[Stored data entries]
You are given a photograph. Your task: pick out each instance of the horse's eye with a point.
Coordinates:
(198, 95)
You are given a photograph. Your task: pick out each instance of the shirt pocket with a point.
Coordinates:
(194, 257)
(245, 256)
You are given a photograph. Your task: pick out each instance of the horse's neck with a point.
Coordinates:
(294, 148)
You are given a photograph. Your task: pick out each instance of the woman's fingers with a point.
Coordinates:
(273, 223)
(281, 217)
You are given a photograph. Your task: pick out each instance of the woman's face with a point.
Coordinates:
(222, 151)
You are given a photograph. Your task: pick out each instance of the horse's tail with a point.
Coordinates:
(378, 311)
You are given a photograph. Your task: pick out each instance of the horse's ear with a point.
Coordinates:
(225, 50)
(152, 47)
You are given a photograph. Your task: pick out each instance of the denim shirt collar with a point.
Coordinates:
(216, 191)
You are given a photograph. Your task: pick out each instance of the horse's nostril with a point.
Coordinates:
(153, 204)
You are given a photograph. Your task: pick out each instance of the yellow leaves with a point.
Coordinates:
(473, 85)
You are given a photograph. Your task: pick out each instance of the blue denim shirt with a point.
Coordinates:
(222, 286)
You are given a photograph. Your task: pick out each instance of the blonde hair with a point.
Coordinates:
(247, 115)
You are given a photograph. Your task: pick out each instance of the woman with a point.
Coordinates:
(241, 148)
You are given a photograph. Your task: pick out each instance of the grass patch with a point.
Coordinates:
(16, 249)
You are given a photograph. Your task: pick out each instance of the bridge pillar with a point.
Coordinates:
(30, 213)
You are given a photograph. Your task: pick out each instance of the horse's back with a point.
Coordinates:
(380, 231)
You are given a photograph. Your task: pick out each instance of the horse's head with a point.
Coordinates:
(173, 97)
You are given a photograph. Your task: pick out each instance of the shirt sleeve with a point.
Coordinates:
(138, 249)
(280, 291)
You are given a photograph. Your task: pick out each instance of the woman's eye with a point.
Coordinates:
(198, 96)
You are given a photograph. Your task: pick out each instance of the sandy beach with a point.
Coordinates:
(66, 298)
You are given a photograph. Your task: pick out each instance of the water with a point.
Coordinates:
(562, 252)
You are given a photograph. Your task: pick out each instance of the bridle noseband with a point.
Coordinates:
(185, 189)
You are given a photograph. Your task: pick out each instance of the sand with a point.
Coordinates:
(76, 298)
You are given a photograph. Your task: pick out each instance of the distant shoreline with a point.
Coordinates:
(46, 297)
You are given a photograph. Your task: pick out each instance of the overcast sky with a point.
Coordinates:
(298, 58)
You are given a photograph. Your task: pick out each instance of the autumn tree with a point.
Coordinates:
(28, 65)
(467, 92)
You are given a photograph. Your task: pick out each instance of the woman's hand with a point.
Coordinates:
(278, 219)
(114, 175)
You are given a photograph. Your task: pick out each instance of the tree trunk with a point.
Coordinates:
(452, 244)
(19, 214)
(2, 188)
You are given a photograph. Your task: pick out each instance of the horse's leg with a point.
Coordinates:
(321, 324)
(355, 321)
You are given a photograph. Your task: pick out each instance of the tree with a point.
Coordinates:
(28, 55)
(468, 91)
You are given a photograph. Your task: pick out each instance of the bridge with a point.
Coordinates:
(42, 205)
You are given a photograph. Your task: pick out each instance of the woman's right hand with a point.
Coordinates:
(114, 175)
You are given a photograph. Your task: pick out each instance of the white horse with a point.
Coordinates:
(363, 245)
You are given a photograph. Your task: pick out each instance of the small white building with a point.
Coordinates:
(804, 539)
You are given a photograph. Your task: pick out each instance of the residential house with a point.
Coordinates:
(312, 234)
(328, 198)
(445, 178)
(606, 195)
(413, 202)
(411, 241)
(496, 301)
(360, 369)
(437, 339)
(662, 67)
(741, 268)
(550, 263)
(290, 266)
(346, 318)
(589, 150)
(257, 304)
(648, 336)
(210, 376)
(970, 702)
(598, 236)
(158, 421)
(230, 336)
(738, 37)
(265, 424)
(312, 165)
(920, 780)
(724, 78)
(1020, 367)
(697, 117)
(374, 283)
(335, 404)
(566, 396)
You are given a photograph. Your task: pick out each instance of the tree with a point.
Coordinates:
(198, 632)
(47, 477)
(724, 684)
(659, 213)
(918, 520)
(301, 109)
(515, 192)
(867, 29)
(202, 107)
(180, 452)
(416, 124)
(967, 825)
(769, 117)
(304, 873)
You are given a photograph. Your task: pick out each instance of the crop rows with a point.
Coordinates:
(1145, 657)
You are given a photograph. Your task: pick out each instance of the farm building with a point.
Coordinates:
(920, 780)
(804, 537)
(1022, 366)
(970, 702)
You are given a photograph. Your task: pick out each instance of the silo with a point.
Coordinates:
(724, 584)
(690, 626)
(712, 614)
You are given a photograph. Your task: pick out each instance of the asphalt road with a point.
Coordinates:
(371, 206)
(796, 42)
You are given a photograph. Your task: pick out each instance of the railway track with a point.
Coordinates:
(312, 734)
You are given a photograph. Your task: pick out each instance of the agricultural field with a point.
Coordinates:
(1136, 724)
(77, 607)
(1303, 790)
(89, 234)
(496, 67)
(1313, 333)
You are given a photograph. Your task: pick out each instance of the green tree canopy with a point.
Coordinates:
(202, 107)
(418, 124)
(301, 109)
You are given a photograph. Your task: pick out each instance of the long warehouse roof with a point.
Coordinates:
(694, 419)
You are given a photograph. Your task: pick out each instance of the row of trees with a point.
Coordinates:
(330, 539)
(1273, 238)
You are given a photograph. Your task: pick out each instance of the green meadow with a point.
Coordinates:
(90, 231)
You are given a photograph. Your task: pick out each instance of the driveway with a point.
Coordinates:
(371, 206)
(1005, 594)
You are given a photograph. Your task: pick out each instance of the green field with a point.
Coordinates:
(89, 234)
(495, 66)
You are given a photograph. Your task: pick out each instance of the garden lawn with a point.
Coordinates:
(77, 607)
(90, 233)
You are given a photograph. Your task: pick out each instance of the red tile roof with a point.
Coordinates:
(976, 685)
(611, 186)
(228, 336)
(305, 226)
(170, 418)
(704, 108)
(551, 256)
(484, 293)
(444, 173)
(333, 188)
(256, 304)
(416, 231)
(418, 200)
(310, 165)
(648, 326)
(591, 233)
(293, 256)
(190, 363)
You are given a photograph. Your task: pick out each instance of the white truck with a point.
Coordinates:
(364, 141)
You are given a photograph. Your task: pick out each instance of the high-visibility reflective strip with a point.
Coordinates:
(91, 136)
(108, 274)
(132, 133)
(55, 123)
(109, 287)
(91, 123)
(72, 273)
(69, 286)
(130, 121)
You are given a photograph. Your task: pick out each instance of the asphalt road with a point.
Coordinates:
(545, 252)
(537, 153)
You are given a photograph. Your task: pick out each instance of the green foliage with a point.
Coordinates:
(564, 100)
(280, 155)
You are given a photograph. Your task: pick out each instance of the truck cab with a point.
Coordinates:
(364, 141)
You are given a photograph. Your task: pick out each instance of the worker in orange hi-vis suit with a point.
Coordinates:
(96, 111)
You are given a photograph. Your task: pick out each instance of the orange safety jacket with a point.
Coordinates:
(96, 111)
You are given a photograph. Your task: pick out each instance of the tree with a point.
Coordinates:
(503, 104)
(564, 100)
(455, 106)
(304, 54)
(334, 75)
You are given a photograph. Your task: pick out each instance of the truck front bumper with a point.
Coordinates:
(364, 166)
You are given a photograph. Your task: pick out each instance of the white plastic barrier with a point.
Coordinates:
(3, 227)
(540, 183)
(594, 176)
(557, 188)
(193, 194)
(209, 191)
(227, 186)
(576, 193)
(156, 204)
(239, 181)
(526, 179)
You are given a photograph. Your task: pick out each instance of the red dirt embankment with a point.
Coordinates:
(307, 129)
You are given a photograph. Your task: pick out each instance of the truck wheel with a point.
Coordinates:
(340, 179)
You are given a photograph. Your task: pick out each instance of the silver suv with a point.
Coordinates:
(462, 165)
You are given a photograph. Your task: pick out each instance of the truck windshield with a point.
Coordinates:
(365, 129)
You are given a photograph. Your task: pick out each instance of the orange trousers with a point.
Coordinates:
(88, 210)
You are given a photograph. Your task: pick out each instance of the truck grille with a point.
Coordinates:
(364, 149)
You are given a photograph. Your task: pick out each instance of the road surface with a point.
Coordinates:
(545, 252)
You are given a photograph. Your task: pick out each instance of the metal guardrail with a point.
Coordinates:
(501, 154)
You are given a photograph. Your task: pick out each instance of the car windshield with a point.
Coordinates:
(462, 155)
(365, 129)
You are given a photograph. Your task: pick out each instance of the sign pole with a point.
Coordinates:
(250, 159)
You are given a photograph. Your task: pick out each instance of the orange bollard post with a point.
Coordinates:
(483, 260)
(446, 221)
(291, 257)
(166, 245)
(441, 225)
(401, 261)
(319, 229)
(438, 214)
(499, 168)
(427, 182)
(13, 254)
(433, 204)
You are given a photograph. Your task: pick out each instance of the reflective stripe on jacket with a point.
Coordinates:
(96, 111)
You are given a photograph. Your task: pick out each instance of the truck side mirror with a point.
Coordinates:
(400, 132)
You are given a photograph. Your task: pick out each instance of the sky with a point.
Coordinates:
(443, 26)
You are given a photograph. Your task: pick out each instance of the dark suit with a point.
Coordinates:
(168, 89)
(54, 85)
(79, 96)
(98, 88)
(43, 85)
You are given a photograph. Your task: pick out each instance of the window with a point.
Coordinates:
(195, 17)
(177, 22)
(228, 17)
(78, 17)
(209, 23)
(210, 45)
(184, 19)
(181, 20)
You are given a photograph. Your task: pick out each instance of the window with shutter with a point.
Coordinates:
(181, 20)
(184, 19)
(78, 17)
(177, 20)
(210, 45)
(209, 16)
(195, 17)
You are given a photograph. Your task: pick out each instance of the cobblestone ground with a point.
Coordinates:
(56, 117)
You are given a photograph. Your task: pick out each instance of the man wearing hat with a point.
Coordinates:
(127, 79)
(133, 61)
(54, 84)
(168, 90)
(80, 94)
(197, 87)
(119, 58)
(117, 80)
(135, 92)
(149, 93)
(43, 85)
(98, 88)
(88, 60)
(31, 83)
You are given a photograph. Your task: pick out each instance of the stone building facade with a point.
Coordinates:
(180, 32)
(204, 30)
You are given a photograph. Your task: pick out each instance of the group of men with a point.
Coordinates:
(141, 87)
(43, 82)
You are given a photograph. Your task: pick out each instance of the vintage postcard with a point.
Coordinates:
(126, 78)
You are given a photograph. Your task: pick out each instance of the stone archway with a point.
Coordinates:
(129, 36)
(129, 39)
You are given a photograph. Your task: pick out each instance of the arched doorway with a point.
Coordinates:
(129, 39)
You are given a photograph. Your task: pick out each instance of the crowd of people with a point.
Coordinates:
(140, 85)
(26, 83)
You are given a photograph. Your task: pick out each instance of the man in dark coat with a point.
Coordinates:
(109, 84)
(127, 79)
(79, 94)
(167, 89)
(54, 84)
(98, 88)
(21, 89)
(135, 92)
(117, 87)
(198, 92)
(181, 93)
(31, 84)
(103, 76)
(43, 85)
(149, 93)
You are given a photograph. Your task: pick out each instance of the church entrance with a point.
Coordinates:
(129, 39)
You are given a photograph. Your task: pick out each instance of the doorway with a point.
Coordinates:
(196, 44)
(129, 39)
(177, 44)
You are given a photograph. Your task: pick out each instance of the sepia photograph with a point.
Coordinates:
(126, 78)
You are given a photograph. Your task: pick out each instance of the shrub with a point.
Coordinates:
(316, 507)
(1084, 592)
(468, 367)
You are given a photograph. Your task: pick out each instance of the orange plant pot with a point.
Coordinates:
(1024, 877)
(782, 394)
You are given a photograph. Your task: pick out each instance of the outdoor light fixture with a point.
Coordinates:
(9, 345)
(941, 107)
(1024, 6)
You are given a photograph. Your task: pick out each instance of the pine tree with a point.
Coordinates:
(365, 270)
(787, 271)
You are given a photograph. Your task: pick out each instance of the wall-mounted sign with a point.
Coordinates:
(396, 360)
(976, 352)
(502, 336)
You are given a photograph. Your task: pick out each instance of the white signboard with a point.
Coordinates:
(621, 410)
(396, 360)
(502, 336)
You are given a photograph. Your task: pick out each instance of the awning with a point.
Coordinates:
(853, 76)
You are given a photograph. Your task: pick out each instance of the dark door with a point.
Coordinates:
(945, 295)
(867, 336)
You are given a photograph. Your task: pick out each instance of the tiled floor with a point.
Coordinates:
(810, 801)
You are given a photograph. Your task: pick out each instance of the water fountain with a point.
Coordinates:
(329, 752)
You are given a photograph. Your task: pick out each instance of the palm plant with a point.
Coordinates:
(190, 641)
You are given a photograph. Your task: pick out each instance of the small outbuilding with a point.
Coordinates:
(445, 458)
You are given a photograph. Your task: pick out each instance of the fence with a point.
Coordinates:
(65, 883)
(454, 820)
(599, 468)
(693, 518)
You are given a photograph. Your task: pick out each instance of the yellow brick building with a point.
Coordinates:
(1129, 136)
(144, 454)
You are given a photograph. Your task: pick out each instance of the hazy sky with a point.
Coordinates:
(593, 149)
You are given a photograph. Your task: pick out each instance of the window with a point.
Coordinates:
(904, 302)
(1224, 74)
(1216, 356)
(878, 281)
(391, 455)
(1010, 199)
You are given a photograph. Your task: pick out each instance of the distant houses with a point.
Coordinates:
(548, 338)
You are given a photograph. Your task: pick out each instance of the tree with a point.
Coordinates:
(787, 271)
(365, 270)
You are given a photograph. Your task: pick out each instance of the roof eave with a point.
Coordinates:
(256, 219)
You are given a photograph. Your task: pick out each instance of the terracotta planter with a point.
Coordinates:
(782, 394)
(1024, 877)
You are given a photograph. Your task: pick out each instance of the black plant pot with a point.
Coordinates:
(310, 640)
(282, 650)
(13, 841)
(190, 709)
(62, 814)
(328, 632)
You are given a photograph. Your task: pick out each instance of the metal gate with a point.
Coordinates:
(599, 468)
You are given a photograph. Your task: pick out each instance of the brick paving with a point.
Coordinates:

WHAT TO PRODUCE
Look above for the line that contains "farm building with a point.". Starting there, transcribe every line exactly until you have copied the line that contains "tile roof with a point.".

EXERCISE SOLUTION
You are given a photograph. Your task: pick out each instance of the farm building with a point.
Coordinates:
(920, 780)
(804, 537)
(1022, 366)
(970, 702)
You are given a photograph. Your task: pick out each instance of the silo with a point.
Coordinates:
(724, 584)
(690, 626)
(712, 614)
You are given a photograph. Your task: pick out each instance of the asphalt road with a point.
Coordinates:
(371, 206)
(796, 42)
You are given a photograph. Your task: pick out each instance of the railway track with a point.
Coordinates:
(312, 734)
You are given a photograph. Your task: pick out each instance of the agricultural field with a point.
Coordinates:
(1136, 724)
(77, 607)
(1303, 790)
(89, 234)
(496, 67)
(1313, 333)
You are given a photograph. Your task: pick out each instance of the green tree canopy with a point.
Coordinates:
(202, 107)
(418, 124)
(301, 109)
You are given a photograph. Your task: pick out each instance of the long warehouse roof with a point.
Coordinates:
(694, 419)
You are given a photograph. Your task: pick out each instance of the row of trees with a point.
Coordinates:
(330, 539)
(1273, 238)
You are given a photograph. Your task: pick out each instance of the green meadow with a point.
Coordinates:
(90, 231)
You are given a photograph. Your task: pick out each instance of the driveway with a point.
Coordinates:
(371, 206)
(1005, 594)
You are given a photograph. Your task: pick out each instance of the green field with a point.
Coordinates:
(89, 234)
(495, 66)
You are given a photograph. Your task: pick out each instance of the garden lawn with a point.
Coordinates:
(77, 607)
(90, 233)
You are given a photograph. Your task: pick out each instance of the red tile roof with a point.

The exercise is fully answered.